• **Excerpted passage**:
Ericsson-LG has unequivocally re-established its credentials in the UK, made remarkable progress in regaining market share, continued to innovate its portfolio, beaten a path to the mid-market and beyond, and built a new project with the iPECS Cloud platform - and there is no lack in ambition and belief to become a top three UK vendor.
Occasionally in comms the stars align. Ericsson-LG is an innovative vendor with a globally recognised brand and Pragma a model modern distributor. Their pairing in 2012 was a response to Ericsson-LG's diminishing UK market share. Pragma, a start-up at the time with support from Ericsson-LG, had unleashed a new channel force, clearly evident during its annual Partner Conference staged last month at Whittlebury Hall with 140 delegates in attendance.
In the UK market Ericsson-LG's confidence has soared to a ten year high, and the Pragma 2015 scorecard report is just as encouraging, explained Managing Director Tim Brooks. He said Pragma's targets for last year were largely met. The distributor grew its SME business, increased its presence in the mid-market, maintained a policy of controlled distribution and improved support operations.
The fifth objective, the launch of iPECS Cloud, required more effort than first thought and work to simplify the interface and user portals put the brakes on planned progress. But this 'box' has now been emphatically ticked with the launch of a fully featured, multi-tenanted and reseller-centric hosted solution (more on this later in the article).
To recap, following a period of decline Ericsson-LG is gaining ground in UK territory. In what is said to be a flat or declining on-premise market the vendor grew top line sales last year by 30 per cent, with unit and application attachment sales achieving higher percentage growth, reaching 50 per cent in some cases. The numbers speak for themselves: During the last three years Pragma partners have delivered more than 7,500 iPECs systems and 85,000 handsets. "It feels like we're only just getting started," stated Brooks.
In MZA's 2014 UK PBX market report Ericsson-LG's share grew from one to four percent versus 2013. In the sub-100 user market its share increased from three to seven per cent, placing the company in the top five vendors in the UK. Considering the strong performance shown by Pragma and its channel partners last year their expectations for another stand-out advance in MZA's next report are high.
Globally, Ericsson-LG now features in Gartner's top ten vendor rankings having moved up a position on last year, but a closer look at the numbers reveals that Ericsson-LG was one of only four vendors that grew their business organically. "Our ongoing challenge is to change perceptions about Ericsson-LG," stated Brooks. "It's not simply a SME vendor, it provides solutions that scale into the mid-market and large enterprise."
To prove the point he cited a landmark deal won by Focus Group involving the first UK implementation of iPECS-CM, installed for a FTSE 100 company. Focus beat off competition from major vendors to bag the prize. The initial deployment supports 2,500 users in the organisation's head office. "We had to deliver proof of concept with multiple SIP trunk connections into a number of fixed and mobile service providers," explained Brooks. "It also required three different QSIG connections into different legacy platforms, and had to work seamlessly and uninterrupted for three months to show that we could deliver the solution."
Key objectives this year are to drive more growth in the on-premise business and establish iPECS Cloud as the 'hosted solution of choice'. "The cloud is an important component that completes our portfolio but we're confident the market will continue to demand on-premise solutions, so there is ongoing investment from Ericsson-LG in this area," stated Brooks.

• **Recorded information**:
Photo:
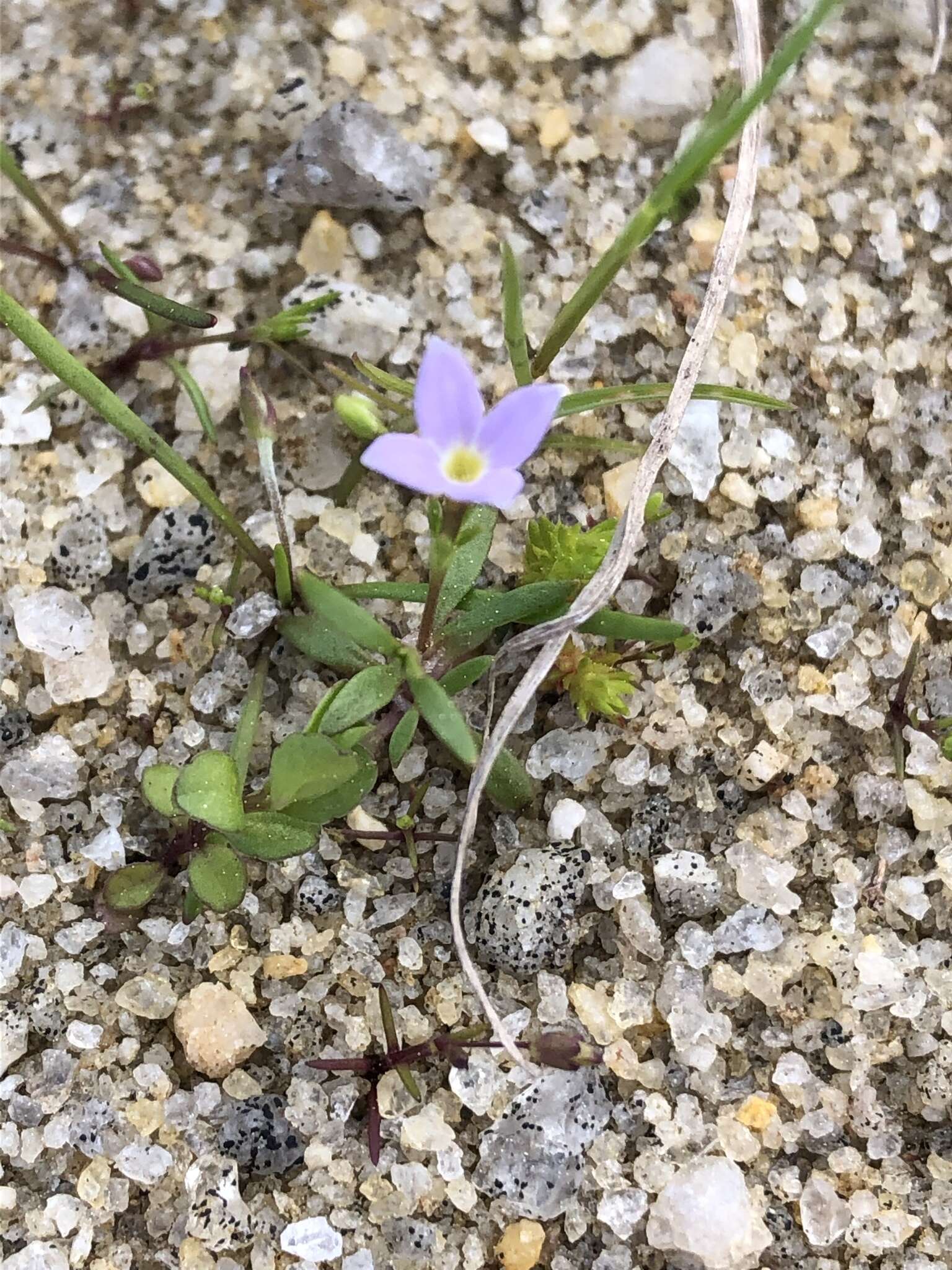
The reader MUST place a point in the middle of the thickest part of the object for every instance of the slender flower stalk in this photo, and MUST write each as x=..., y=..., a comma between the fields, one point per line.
x=258, y=415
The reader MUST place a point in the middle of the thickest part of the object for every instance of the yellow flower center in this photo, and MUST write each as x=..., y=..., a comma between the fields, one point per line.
x=464, y=464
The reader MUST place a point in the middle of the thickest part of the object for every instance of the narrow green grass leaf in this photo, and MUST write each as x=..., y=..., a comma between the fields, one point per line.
x=687, y=169
x=384, y=379
x=196, y=397
x=513, y=324
x=51, y=353
x=596, y=399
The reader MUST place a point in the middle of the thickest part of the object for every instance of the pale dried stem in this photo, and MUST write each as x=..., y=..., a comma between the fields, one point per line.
x=617, y=561
x=938, y=16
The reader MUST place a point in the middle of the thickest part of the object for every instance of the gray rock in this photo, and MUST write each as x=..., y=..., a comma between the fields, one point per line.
x=353, y=156
x=535, y=1153
x=81, y=554
x=172, y=551
x=258, y=1139
x=522, y=917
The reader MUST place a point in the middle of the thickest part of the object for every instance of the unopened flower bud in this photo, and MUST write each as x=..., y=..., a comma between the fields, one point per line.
x=255, y=408
x=145, y=269
x=564, y=1050
x=358, y=414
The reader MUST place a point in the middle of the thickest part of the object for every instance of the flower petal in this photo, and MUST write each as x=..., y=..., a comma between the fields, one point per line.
x=499, y=488
x=409, y=460
x=514, y=429
x=447, y=401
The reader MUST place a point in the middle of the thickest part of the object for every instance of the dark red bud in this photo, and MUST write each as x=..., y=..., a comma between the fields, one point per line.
x=564, y=1050
x=145, y=269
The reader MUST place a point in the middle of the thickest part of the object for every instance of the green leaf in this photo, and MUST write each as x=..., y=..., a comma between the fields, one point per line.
x=597, y=399
x=307, y=766
x=413, y=592
x=340, y=801
x=362, y=696
x=208, y=789
x=491, y=609
x=283, y=586
x=384, y=379
x=51, y=353
x=347, y=616
x=568, y=441
x=196, y=397
x=465, y=675
x=157, y=784
x=191, y=906
x=272, y=836
x=315, y=638
x=509, y=785
x=403, y=735
x=218, y=877
x=513, y=326
x=565, y=553
x=684, y=172
x=444, y=718
x=184, y=315
x=352, y=737
x=294, y=322
x=466, y=559
x=133, y=887
x=648, y=630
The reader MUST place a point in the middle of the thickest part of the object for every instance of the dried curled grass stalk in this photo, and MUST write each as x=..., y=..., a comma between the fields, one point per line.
x=606, y=582
x=938, y=20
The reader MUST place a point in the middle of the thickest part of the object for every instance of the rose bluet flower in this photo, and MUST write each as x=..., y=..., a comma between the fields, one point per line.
x=461, y=451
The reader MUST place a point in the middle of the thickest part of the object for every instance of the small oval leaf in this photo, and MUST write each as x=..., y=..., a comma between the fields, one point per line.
x=444, y=718
x=157, y=783
x=403, y=735
x=272, y=836
x=207, y=789
x=340, y=801
x=362, y=696
x=218, y=877
x=307, y=766
x=133, y=887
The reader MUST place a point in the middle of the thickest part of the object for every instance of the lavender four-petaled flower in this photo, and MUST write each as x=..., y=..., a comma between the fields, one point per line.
x=460, y=451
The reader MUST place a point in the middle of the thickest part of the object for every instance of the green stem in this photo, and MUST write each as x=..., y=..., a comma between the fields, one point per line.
x=24, y=186
x=244, y=738
x=441, y=550
x=682, y=175
x=51, y=353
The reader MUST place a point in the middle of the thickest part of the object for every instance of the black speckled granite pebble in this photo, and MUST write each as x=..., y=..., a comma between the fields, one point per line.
x=173, y=549
x=258, y=1139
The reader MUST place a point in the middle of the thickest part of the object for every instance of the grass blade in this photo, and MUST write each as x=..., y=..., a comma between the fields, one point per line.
x=59, y=361
x=684, y=172
x=513, y=326
x=382, y=379
x=196, y=397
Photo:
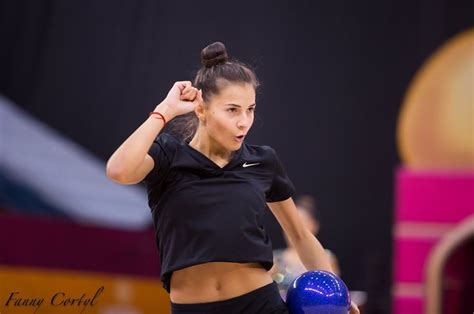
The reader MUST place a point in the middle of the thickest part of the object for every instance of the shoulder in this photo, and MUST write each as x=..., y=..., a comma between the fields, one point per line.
x=264, y=152
x=166, y=139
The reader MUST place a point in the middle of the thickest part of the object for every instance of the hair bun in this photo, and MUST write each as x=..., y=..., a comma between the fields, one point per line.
x=214, y=54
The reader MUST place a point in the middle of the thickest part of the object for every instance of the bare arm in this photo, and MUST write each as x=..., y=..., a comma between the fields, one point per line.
x=310, y=251
x=130, y=163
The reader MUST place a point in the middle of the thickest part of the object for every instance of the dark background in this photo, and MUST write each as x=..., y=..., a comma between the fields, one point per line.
x=333, y=77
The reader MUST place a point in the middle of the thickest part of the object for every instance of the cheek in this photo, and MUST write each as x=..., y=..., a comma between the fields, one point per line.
x=219, y=123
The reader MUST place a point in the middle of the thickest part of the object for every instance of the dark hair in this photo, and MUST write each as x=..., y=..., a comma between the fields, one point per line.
x=217, y=71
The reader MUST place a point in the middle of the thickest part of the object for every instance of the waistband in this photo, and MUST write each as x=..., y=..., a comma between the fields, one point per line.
x=241, y=298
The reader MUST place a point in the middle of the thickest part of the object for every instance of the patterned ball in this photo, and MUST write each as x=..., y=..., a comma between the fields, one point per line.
x=318, y=292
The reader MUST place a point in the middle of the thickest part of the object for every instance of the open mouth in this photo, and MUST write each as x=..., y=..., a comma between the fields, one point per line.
x=240, y=138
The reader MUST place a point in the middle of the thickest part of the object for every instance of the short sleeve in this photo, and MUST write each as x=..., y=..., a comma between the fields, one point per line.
x=281, y=188
x=162, y=151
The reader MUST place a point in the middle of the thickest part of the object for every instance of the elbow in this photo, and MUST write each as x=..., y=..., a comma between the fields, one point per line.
x=115, y=173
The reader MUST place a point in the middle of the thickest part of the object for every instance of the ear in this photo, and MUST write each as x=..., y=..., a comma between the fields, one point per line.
x=200, y=111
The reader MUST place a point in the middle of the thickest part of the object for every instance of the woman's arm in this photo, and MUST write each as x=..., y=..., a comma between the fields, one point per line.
x=130, y=163
x=309, y=249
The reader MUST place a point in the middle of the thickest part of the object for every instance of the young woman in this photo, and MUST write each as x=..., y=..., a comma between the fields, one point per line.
x=208, y=193
x=286, y=262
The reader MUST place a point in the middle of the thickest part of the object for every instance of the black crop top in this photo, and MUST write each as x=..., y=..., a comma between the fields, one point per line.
x=203, y=213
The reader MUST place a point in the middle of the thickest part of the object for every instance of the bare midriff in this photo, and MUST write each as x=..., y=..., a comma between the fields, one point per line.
x=216, y=281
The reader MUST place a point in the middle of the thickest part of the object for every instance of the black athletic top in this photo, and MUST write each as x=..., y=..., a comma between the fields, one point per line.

• **The task**: Keep writing the article on Ericsson-LG and Pragma in the UK market, picking up after its final sentence.

• **Result of this exercise**:
Ericsson-LG is entrenched in its CPE strategy and there is no obstacle to investment and innovation in the on-premise portfolio despite the cloud-heavy assertions of industry analysts whose occupational hazard is reading too much into new technologies, but the truth will challenge their expectations. Even as the on-premise PBX era is declared near-dead, CPE is far more influential than predictions suggest. And when it comes to sizing up the UK's on-premise PBX market never take a fact from a cloud-mesmerised analyst.
Every industry spawns its hype and myth, but the idea of a collapsing on-premise PBX market is a flagrant dodge of the facts and the madness of our time, according to Ahed Alkhatib (pictured above), Head of Enterprise Solutions International Sales, Ericsson-LG, who is taking a stand to provoke a sane debate based on Ericsson-LG's sales figures. He said: "Any analyst you talk to says the PBX market is flat or in decline. They tell us not to expect growth. They are wrong. Our UK partners have executed and delivered growth in a market that every analyst tells us we shouldn't. Last year was the best performance for Ericsson-LG in the UK market in ten years. We are recovering our position, we have been here before, and we will accelerate further."
Alkhatib argues that rival vendors have made a great miscalculation in falling under the sway of cloud biased analysts, weakening their grip on traditional markets. "Other vendors have taken their eye off the premise-based solution business, but we are actively investing and planning to grow in this segment," he said. "Cloud is a priority, but it won't hit the penetration rates many analysts predict. History has shown us that technology transformation does not happen fast."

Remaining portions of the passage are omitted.